*Task description*: Show each line of the material below that contains the string "grass", copying every matching line in full.

*Listed records*:
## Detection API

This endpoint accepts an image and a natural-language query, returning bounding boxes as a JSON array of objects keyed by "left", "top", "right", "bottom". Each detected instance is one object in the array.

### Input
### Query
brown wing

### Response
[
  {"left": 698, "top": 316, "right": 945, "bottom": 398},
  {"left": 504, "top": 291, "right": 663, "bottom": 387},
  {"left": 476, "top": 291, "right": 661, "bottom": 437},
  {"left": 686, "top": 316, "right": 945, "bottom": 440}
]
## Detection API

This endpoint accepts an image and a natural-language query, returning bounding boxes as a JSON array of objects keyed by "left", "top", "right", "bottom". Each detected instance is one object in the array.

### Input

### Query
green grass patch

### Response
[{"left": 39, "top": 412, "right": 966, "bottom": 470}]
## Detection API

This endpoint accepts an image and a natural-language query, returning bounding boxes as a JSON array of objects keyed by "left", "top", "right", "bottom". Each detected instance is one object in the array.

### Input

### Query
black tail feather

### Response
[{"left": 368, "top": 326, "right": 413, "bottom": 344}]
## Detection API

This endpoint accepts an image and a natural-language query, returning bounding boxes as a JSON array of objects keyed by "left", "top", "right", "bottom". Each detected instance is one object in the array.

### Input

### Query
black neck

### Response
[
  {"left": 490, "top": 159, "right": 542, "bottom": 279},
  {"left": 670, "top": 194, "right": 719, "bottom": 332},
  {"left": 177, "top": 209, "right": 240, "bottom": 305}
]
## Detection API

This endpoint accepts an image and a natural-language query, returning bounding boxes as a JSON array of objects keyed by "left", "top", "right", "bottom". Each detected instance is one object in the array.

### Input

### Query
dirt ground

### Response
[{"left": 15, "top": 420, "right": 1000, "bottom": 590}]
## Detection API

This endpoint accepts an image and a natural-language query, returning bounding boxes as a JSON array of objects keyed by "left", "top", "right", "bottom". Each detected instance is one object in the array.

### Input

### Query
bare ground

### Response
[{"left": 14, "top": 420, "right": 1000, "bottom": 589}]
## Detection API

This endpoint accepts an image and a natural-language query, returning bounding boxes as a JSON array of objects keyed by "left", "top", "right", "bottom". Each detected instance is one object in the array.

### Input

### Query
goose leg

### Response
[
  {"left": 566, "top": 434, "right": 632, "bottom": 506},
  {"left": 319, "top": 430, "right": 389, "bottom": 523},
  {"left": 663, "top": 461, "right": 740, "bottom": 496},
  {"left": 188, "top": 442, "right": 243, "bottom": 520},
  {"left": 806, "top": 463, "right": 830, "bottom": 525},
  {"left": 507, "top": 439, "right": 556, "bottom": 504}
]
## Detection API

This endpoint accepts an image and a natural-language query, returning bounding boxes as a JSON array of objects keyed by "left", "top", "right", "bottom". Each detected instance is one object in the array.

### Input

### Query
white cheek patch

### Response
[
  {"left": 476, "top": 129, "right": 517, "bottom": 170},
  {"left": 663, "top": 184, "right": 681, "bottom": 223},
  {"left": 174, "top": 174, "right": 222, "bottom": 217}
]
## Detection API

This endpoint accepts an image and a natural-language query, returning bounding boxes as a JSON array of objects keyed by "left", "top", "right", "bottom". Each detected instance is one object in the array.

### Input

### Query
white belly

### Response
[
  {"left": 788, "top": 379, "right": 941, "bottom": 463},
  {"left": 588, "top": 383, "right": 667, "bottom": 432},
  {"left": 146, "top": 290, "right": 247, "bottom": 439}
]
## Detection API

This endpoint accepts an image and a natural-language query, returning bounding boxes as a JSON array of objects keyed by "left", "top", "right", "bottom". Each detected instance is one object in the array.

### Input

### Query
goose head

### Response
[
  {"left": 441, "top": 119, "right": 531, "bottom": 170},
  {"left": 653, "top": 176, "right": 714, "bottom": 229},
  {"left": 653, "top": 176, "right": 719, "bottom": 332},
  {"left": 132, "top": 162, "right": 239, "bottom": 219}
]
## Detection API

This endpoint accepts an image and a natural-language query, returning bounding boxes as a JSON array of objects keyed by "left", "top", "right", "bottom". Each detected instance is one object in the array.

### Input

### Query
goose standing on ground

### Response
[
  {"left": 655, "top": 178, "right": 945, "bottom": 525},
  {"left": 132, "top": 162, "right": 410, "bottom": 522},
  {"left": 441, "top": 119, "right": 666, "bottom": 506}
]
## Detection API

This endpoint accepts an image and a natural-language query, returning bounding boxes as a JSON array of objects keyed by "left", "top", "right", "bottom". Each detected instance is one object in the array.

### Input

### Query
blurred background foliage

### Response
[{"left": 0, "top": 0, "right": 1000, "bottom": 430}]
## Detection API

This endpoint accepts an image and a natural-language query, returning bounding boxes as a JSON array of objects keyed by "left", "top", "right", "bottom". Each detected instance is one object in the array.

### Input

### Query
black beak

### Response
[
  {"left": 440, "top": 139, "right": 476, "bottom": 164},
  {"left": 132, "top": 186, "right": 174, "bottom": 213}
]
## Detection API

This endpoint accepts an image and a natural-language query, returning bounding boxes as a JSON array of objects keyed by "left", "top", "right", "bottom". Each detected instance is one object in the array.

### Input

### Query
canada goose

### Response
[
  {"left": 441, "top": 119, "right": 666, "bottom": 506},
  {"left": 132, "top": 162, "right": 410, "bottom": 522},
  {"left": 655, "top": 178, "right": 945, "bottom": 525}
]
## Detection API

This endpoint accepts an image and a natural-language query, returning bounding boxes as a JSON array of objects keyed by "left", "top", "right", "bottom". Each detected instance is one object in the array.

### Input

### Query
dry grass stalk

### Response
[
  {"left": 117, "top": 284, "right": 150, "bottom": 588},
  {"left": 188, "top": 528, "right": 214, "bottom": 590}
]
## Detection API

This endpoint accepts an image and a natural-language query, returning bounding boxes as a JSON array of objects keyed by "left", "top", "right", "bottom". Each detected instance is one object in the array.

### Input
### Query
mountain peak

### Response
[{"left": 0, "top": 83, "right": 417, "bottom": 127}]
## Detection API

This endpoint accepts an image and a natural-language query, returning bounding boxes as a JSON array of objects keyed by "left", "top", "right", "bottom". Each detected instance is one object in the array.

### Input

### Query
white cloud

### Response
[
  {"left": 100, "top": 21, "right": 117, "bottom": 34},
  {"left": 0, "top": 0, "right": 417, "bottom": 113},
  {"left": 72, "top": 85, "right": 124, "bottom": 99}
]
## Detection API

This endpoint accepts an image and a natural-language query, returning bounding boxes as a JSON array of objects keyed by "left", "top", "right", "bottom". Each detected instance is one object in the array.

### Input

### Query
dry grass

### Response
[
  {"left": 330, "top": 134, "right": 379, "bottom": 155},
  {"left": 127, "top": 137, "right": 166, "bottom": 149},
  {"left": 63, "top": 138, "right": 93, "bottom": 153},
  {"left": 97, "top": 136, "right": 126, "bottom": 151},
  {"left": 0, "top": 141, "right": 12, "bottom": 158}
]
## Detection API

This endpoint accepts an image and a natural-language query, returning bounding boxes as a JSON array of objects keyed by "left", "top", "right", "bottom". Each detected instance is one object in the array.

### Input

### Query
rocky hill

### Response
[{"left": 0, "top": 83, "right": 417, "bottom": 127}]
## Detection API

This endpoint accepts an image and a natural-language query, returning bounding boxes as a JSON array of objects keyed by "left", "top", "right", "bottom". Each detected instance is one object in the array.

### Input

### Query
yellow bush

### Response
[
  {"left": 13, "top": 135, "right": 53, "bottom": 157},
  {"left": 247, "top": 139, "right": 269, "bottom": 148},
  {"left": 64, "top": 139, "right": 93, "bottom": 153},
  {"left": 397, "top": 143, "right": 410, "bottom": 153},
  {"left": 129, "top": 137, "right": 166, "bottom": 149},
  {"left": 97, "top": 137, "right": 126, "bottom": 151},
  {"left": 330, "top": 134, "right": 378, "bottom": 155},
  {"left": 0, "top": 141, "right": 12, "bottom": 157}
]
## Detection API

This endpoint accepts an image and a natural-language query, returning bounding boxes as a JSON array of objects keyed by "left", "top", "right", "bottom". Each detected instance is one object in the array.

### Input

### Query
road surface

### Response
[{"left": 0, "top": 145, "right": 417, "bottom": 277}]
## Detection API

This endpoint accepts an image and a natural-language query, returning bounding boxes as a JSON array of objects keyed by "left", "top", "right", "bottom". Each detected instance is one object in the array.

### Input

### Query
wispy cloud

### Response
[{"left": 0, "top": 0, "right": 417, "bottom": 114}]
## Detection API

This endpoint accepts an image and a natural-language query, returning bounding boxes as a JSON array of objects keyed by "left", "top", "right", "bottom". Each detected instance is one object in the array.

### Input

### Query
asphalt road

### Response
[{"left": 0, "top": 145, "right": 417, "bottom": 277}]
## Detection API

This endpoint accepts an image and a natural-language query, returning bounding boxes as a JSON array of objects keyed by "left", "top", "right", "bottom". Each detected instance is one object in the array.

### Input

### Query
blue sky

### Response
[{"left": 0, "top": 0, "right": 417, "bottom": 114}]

*Result of this task*:
green grass patch
dry grass stalk
dry grass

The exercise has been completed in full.